Records
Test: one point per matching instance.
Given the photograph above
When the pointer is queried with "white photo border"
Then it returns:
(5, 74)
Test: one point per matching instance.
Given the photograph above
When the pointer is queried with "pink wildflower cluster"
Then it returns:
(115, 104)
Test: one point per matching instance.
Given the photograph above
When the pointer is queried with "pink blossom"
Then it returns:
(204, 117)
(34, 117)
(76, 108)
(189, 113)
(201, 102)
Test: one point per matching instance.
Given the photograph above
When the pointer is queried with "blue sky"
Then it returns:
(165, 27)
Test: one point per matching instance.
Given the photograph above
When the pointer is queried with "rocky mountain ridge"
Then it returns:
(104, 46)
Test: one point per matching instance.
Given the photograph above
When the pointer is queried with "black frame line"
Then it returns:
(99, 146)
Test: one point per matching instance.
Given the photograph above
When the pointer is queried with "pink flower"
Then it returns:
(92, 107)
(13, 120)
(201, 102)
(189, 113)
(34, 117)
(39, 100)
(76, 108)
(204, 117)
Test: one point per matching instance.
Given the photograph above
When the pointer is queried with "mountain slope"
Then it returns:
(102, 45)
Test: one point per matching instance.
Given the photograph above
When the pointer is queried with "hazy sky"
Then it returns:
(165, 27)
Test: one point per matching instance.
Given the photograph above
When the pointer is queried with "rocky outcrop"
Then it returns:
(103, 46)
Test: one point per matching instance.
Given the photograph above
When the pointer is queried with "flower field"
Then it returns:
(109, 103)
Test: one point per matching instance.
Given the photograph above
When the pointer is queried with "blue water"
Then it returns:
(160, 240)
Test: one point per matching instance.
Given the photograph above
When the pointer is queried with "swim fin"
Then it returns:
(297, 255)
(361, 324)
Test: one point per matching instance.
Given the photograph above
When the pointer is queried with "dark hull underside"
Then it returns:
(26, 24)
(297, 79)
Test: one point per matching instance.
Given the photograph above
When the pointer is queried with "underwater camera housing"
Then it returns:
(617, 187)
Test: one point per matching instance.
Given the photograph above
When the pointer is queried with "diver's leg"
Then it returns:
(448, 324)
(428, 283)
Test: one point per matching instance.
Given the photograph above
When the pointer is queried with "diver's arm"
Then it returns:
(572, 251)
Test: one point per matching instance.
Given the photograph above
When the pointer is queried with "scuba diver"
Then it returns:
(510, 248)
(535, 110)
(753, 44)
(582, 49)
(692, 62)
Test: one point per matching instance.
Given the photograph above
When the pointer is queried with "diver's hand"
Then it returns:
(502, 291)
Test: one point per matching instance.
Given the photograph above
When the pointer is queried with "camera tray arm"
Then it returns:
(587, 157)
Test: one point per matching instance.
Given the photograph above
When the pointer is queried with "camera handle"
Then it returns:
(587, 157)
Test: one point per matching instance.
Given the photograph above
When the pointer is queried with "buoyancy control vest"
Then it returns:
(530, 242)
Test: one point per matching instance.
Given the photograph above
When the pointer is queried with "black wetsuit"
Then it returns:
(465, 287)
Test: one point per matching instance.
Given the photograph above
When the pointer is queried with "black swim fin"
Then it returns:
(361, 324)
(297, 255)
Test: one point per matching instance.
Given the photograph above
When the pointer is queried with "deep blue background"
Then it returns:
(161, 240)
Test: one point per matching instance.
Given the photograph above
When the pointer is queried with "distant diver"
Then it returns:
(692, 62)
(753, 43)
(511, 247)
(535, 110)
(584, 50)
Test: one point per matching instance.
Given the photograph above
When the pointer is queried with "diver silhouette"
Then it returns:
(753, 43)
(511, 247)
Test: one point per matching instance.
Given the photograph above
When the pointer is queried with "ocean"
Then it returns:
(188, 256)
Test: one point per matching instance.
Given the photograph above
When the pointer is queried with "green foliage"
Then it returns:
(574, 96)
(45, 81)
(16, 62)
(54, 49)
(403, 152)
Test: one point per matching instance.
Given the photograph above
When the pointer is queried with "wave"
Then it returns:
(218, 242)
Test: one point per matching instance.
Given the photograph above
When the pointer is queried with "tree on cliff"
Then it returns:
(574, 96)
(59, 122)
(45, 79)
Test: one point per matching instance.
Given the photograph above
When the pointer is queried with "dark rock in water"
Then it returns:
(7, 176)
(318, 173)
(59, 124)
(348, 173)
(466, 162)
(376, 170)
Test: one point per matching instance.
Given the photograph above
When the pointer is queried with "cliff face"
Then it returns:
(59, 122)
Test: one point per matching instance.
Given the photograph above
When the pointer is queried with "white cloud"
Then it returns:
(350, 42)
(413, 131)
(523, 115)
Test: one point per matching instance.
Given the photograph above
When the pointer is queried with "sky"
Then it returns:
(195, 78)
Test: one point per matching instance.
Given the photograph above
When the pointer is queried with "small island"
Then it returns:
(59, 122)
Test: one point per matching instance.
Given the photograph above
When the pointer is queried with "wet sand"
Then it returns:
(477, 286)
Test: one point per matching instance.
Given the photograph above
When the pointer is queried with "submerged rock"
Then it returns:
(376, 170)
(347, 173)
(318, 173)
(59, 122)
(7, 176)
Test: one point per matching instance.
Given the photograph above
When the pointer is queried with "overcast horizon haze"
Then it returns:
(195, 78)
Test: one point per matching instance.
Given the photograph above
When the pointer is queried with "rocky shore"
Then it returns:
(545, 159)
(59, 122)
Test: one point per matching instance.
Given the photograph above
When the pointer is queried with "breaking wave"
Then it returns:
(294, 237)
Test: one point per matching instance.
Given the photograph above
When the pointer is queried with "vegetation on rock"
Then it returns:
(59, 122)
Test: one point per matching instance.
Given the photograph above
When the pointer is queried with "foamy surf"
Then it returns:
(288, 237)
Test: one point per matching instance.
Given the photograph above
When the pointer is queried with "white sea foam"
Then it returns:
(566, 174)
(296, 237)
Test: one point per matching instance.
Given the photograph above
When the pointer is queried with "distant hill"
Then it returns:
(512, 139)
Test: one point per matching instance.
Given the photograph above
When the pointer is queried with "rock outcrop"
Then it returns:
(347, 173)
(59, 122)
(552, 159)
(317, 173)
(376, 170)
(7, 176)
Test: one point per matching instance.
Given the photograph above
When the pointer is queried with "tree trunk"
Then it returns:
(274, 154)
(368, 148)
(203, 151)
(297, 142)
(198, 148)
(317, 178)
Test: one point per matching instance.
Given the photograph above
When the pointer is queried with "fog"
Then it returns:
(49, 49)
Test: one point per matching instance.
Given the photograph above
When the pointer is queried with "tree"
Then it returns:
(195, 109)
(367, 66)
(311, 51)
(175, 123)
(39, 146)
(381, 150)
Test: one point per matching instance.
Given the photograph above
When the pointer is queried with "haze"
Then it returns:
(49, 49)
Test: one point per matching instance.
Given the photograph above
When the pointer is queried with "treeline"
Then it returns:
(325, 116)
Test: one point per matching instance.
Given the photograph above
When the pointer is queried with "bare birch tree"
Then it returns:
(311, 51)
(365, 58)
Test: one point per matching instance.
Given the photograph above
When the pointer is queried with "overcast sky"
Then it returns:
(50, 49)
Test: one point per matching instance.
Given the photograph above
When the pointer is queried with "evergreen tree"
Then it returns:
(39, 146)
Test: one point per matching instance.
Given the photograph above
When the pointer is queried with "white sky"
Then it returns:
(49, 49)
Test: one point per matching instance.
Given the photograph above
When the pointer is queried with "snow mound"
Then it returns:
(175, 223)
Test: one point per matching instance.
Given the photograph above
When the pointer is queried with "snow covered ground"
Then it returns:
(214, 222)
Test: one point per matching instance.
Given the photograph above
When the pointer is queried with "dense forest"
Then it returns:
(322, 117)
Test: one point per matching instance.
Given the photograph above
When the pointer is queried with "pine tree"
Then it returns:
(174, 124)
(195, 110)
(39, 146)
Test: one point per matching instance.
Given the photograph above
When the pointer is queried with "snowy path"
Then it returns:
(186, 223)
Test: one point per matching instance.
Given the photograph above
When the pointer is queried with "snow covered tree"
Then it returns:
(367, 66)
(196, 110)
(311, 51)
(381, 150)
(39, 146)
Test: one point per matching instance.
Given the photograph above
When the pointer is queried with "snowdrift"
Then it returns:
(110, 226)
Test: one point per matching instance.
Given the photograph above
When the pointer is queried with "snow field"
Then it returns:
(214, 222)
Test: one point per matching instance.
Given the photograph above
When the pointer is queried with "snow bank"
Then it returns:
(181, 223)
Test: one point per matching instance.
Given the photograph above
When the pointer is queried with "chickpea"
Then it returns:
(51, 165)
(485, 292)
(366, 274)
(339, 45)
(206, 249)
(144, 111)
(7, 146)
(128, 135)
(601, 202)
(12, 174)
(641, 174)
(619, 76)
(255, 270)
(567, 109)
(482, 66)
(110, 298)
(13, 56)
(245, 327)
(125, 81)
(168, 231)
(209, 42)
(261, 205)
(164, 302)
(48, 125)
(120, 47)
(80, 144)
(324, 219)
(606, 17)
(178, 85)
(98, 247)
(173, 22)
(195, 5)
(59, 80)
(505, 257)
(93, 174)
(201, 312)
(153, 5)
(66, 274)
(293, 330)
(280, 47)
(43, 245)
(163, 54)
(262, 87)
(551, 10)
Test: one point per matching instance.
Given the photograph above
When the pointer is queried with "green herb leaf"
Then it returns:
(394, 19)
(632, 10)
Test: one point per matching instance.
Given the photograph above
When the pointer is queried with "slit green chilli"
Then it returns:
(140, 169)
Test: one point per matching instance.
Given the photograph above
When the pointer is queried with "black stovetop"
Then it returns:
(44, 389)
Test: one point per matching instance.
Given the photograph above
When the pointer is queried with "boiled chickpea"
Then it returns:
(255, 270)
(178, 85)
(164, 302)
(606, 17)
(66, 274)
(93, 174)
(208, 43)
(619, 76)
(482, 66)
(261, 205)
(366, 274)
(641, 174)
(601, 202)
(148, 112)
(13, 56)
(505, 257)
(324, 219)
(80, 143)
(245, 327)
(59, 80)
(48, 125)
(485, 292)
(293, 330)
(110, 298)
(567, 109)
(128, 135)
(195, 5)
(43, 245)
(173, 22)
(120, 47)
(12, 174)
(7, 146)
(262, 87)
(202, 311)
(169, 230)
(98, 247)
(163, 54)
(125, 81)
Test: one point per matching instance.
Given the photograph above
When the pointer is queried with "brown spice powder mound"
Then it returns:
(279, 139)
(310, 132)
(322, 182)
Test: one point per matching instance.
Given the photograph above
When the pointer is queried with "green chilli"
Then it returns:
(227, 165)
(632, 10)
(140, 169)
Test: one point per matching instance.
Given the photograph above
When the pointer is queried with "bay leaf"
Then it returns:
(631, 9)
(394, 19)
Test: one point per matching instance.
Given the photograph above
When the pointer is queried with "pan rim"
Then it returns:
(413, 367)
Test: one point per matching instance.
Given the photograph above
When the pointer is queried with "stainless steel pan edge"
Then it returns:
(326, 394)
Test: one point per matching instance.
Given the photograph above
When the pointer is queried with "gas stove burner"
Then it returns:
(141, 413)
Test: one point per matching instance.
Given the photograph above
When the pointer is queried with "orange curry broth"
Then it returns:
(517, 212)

### [Aim]
How many lines in the material above contain the string "field", with uppercase and lowercase treated as different? Reply with the number only.

### [Full response]
2